:: Your objective ::
In the text about OWLS and its data, what percentage of the data OWLS collects can be transmitted back to Earth?

:: Source text ::

• • • •

Picking out the good stuff

The OCEANS and ELVIS subsystems generate abundant data that has to be transmitted back to Earth. Given that the data transmission rates out in space are worse than dial-up internet from the 80s, that won’t be easy. In fact, only an astonishing 0.0001% of the data OWLS will collect can be transmitted.

“That’s like taking the entire Hitchhiker’s Guide to the Galaxy and condensing it into a single tweet,” said Mark Wronkiewicz. He led on-board science autonomy development for OWLS, and that’s how OWLS will solve its data problem.

OWLS can compress data by 3-4 orders of magnitude and prioritize them for transmission in order of importance. (https://www.jpl.nasa.gov/go/owls/onboard-science-autonomy)

How? The algorithms written for the science autonomy program sieve all of the data collected per minute for the best and most interesting data. OWLS then transmits only those most important pieces back to the science team here on Earth.

The algorithms are the product of weeks of meetings between the science teams and the autonomy team. The scientists defined what the most crucial bits of data are and the programmers of autonomy team built software that can find and extract those biosignatures.

• • • •

:: Data listing ::
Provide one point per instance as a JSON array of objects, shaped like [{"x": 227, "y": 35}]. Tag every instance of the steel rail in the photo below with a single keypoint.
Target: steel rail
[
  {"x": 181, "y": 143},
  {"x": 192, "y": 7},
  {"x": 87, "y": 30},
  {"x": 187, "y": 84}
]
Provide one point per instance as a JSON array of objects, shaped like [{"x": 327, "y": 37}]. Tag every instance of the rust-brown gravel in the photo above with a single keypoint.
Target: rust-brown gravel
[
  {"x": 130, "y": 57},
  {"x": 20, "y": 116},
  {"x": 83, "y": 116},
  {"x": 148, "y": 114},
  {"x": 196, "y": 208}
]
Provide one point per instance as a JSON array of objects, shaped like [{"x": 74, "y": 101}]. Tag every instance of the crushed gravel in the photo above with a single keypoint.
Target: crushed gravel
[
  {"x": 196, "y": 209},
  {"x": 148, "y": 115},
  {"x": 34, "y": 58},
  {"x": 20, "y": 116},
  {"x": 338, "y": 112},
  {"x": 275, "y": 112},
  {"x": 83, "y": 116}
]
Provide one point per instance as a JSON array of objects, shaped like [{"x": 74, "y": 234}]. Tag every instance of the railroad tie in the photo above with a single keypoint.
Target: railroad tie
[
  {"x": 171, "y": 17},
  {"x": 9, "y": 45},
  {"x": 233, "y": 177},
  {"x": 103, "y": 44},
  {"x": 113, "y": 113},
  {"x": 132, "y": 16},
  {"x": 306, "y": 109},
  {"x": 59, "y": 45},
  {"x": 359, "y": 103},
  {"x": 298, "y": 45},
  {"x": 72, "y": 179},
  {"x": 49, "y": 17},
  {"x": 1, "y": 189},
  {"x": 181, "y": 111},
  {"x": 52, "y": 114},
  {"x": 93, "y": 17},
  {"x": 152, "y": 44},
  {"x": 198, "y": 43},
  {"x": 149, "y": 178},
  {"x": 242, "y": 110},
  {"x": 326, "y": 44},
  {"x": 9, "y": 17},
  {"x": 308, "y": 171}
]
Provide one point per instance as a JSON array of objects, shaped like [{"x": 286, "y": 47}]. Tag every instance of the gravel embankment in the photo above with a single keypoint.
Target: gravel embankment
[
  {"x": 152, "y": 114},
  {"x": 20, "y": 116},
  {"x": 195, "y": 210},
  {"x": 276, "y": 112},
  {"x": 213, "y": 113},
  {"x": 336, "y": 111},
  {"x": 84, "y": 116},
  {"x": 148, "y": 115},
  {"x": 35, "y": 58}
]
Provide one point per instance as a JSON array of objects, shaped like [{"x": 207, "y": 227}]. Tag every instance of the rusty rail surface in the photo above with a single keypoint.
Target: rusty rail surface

• • • •

:: Full response ::
Only 0.0001% of it.